**STATED GOAL**
Transcribe, exactly as they appear, only the lines from the one holding "Please locate the neighbouring" through the end of the entries below.

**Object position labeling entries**
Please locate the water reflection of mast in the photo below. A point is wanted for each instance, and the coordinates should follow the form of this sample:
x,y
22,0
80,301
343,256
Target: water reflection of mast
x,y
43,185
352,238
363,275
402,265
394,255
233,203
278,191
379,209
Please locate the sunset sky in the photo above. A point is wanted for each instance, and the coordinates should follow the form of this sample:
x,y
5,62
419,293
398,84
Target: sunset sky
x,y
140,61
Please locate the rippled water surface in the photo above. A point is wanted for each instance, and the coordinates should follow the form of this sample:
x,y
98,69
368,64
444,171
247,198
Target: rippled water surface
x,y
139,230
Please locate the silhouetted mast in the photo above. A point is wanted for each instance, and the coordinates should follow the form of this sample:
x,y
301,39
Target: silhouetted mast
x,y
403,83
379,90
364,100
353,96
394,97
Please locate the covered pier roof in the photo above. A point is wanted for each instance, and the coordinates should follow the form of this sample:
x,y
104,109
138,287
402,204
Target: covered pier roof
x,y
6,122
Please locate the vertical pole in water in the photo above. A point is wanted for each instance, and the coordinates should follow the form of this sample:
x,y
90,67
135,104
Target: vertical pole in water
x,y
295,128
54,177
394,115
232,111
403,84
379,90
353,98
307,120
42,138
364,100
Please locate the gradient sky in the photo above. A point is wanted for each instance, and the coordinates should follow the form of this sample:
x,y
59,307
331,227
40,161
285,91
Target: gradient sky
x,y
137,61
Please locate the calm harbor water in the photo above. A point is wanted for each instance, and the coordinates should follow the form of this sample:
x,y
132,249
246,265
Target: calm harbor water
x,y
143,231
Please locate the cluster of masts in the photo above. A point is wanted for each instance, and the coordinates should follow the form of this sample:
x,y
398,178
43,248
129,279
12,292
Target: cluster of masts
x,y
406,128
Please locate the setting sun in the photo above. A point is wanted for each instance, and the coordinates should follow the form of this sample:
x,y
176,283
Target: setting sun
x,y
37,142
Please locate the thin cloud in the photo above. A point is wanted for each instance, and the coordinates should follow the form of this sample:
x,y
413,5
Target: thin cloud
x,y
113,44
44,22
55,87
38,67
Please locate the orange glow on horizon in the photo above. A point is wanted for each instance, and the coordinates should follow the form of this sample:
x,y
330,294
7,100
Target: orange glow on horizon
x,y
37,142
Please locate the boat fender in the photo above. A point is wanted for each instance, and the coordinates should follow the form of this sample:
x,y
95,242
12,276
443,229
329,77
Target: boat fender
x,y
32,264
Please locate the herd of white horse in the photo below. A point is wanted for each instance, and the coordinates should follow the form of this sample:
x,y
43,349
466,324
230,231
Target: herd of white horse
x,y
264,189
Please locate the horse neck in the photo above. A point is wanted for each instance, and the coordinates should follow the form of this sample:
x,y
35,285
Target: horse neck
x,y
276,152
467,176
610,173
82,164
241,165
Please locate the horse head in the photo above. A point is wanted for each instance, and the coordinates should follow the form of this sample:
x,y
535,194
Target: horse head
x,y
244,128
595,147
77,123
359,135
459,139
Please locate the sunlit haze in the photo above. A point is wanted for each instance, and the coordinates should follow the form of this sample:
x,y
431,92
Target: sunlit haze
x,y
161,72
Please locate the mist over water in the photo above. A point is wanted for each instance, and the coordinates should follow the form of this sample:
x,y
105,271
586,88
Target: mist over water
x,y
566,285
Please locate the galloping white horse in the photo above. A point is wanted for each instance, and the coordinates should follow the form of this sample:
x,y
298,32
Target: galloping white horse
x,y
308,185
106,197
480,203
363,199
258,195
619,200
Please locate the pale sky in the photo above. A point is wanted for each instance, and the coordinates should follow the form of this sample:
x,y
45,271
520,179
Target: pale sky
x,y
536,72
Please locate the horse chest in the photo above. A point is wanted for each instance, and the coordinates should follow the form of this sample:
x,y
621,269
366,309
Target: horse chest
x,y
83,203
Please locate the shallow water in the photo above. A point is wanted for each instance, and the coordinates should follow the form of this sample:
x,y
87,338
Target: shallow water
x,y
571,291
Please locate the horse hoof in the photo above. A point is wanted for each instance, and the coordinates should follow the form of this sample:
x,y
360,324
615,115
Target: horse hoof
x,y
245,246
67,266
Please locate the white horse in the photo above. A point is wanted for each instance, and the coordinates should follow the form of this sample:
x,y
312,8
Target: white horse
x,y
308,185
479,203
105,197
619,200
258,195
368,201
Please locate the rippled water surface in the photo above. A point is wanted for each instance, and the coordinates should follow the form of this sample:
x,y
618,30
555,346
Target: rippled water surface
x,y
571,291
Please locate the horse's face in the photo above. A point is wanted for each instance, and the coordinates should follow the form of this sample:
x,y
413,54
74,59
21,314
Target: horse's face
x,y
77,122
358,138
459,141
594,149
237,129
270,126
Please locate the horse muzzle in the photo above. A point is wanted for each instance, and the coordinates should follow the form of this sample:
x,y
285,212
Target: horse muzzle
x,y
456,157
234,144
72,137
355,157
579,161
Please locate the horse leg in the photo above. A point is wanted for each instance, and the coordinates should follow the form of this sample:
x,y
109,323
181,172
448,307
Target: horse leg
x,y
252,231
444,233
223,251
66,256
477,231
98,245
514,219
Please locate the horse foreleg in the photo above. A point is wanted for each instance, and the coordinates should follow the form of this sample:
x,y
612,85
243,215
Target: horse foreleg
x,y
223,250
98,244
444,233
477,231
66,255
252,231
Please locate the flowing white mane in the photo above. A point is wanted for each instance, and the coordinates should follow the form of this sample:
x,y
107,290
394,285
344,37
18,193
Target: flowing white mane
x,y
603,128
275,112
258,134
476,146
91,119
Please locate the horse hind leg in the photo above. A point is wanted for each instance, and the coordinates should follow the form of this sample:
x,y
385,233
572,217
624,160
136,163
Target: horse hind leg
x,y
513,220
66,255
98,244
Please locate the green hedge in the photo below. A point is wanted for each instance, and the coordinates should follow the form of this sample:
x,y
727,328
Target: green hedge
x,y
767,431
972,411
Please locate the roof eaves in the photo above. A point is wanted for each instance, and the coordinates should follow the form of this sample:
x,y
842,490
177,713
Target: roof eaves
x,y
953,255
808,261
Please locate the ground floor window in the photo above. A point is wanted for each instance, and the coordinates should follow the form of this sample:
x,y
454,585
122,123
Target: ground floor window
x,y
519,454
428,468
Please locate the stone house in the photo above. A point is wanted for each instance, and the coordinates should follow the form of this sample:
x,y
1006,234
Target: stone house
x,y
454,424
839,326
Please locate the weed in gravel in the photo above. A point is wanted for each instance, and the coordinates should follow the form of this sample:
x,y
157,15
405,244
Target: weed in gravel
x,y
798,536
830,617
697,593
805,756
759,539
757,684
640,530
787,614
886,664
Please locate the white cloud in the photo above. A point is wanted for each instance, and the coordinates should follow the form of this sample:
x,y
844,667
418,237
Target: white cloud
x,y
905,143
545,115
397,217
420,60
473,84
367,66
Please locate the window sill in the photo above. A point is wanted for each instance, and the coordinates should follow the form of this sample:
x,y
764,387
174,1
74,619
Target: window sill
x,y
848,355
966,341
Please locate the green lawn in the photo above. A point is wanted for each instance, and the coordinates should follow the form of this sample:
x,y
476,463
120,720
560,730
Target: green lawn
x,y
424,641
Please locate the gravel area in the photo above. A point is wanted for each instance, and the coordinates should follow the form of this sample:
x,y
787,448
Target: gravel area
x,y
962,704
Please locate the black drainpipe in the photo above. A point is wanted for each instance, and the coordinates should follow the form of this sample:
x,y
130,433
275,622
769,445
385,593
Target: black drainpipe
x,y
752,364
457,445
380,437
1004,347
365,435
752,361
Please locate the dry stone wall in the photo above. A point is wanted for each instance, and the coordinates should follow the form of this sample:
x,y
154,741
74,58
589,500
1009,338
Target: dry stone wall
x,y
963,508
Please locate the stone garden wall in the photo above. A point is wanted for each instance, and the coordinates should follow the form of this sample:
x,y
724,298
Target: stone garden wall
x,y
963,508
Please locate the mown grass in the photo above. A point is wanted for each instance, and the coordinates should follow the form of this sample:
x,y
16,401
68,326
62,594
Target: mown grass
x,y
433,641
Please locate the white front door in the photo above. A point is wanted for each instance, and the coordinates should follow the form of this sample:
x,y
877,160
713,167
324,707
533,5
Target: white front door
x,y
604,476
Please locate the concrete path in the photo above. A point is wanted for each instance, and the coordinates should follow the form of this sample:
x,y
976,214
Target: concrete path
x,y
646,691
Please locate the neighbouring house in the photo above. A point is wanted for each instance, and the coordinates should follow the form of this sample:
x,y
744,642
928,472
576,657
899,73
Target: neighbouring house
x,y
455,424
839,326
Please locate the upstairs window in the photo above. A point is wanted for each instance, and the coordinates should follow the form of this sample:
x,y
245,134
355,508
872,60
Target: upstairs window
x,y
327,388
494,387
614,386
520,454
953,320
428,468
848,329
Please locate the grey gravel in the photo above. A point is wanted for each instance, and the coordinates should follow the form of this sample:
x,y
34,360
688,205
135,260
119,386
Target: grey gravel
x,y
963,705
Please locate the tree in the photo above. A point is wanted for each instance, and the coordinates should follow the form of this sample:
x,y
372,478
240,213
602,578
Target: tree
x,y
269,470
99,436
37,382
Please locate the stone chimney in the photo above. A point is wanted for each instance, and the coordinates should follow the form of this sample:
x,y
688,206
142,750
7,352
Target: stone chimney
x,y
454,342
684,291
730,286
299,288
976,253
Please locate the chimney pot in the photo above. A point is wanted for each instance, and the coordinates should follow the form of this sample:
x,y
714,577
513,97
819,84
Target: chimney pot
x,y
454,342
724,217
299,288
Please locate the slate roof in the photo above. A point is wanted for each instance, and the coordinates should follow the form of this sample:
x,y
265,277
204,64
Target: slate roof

**RESULT OF THE TASK**
Please locate the neighbouring house in the photo above. A point is wanted for each instance, and the coordinates should follow the form of this sample:
x,y
744,642
928,472
576,657
899,73
Target: neighbouring house
x,y
455,424
839,326
Please locate the upstairs window in the photo above. A point is wanted for each instance, and the coordinates should follow the form of this sample:
x,y
245,134
355,508
872,60
Target: upstairs window
x,y
327,388
494,387
614,386
520,454
953,320
428,468
848,329
Please locate the grey gravel in the photo above. A point is wanted for each instance, and the coordinates should follow the form of this sample:
x,y
34,360
688,205
135,260
119,386
Target: grey gravel
x,y
963,705
Please locate the tree in the photo above. A point is wanted for each instance, and the coordinates should follow the form of this sample:
x,y
372,478
240,213
602,578
Target: tree
x,y
269,470
99,436
37,382
Please locate the stone chimney in the photo above. A point is wanted for each instance, and the coordinates should follow the form of this sample:
x,y
688,206
142,750
7,352
Target: stone chimney
x,y
454,342
684,291
730,286
299,288
976,253
Please locate the chimney pot in the photo above. A point is wanted for each instance, and the coordinates should follow the form of this sample:
x,y
714,577
513,97
819,84
Target: chimney pot
x,y
454,342
724,217
299,288
Please locate the slate roof in the photo above. A point is wanted for each instance, and the coordinates should follow the form of this sample:
x,y
265,277
204,64
Target: slate roof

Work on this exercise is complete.